--- Start of PROVIDED TEXT ---

Asia Pacific bank M&A transactions totalled $13.9b in 2013

By Wendy Weng

Domestic deals dominated bank merger and acquisition activity in the region in 2013, while intra-regional and inter-regional deals also saw a significant increase.

Asia Pacific has seen a decline in merger and acquisition (M&A) activity in the banking sector over the past two years. Reasons for the drop include a dearth of mega deals, such as the acquisition of Sumitomo Trust & Banking by Chuo Mitsui Trust Holdings for $9.4 billion in Japan in 2011, and a tougher regulatory environment, which led to DBS Group dropping a bid for Bank Danamon Indonesia.

However, Asia Pacific is still more active than other regions in M&A activity. Along with stronger economic growth and an expanding demand for financial services in the region, prospects for Asia Pacific banks’ M&A activity remain robust.

Asia Pacific M&A activity remains higher than other regions

Figure 1. Total bank M&A value in Asia Pacific region (2011-2013)

In 2013, total value of completed bank M&A deals fell 9.2% to $13.86 billion (from $15.27 billion in 2012) – a second consecutive drop, following a 19% decrease in 2012 from $18.83 billion in 2011. The acquisition of BOS International (Australia) by Wesptac Banking Corporation, expected to be closed by end 2013, was finally completed on January 2nd, 2014.

Investors are more open to acquiring minority stakes or /assets on a portfolio basis. “In the past many acquiring banks insisted on acquiring a controlling stake, now they find it acceptable to acquire minority stakes, taking into consideration the potential strong growth combined with the limited entry points in most markets across Southeast Asia,” said Patrick Hanna, financial services partner at EY. In 2013, the acquisition of minority stakes accounted for 55% by deal volume, up from 49% in 2012 and 33% in 2011.

In the period under review, domestic deals continued to dominate bank M&A activity in the region, while intra-regional and inter-regional deals also rose.

Among intra-regional and inter-regional transactions, most of the targets were banking institutions in fast-growing South and Southeast Asia, especially in India, Indonesia and Vietnam. South and Southeast Asia contributed 84% and 65% to total M&A deal volume and value, respectively.

--- End of PROVIDED TEXT ---

WRITTEN INSTRUCTION 1 -
Decide whether each statement below agrees with the article on Asia Pacific bank M&A. Answer yes or no for each, and quote the words of the article that decide it.
(a) The total value of completed bank M&A deals in the region was lower in 2013 than in 2012.
(b) The acquisition of BOS International (Australia) was completed before the end of 2013.
(c) Acquisitions of minority stakes made up less than half of deal volume in 2013.
WRITTEN INSTRUCTION 2 - Continue the article on Asia Pacific bank M&A from its last sentence.

--- Start of DATA ---

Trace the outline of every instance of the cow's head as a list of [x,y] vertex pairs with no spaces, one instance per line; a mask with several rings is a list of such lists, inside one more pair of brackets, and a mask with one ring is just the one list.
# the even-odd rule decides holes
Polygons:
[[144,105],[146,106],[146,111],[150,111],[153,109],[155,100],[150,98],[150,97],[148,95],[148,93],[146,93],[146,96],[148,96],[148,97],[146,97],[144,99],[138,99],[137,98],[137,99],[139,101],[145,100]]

--- End of DATA ---

EXERCISE OUTPUT 1 -
(a) Yes: "total value of completed bank M&A deals fell 9.2% to $13.86 billion (from $15.27 billion in 2012)"
(b) No: "was finally completed on January 2nd, 2014"
(c) No: "the acquisition of minority stakes accounted for 55% by deal volume"

EXERCISE OUTPUT 2 -
Bank M&A activity in Japan dropped sharply in 2012, compared to a year earlier, when domestic M&A contributed almost 75% to total deal value in Asia Pacific. Its market share was 13.3% at the end of 2013. Compared to their counterparts in Asia Pacific, banking institutions in Japan have shown more interest in cross-border deals, especially in ASEAN countries.

Domestic deals dominate bank M&A activity in the region

Figure 2. Breakdown of bank M&A activities by deal value and volume (Domestic vs. Intra-regional vs. Inter-regional)

In terms of transaction value M&A deals, South Korea came out on top with deals worth $5.9 billion, ahead of Thailand, with $5.3 billion worth of deals, while China was placed third. However, the market share of South Korea, Thailand and China by deal volume was 9.6%, 1.2% and 4.8% respectively, much lower than 24.1% for India, due to some high value transactions.

While South Korea came out on top in bank M&A deal value, its market share was lower than that of India in terms of deal volume                    

Figure 3. Banking sector completed M&A deal value by country     Figure 4. Banking sector completed M&A deal volume by country

The third largest deal in the period under review was the acquisition of Korea Exchange Bank by Hana Financial Group. However, the combined value of the five deals that Hana Financial Group took over from Korea Exchange Bank was $5.72 billion and would thus supercede the Bank of Ayudhya deal as the largest bank M&A deal.

In addition to the formally announced deals, there are a number of potential deals on the table. For instance, Societe Generale is looking to sell its Asia private banking /assets, worth an estimated $600 million, ING is selling its 31% stake in Thailand’s TMB Bank worth $1.2 billion, while stakes in Hong Kong’s Wing Hang Bank, valued at up to $5.2 billion, and Chong Hing Bank worth $1.5 billion, are also up for sale. Once formalised, these deals will significantly increase the M&A pipeline in the coming year.

 


See also:

- Comprehensive data on the strongest banks in the Asia Pacific region

Asia Pacific Strongest Bank Balance Sheets


*Asian Banker Research offers extensive insight into individual countries and banks for over 80 banks in the Asia Pacific region, combining key financial data with an in-depth assessment of each bank’s main businesses, as well as detailed information on technology infrastructure, risk management frameworks and leadership strategy. Click here to learn more.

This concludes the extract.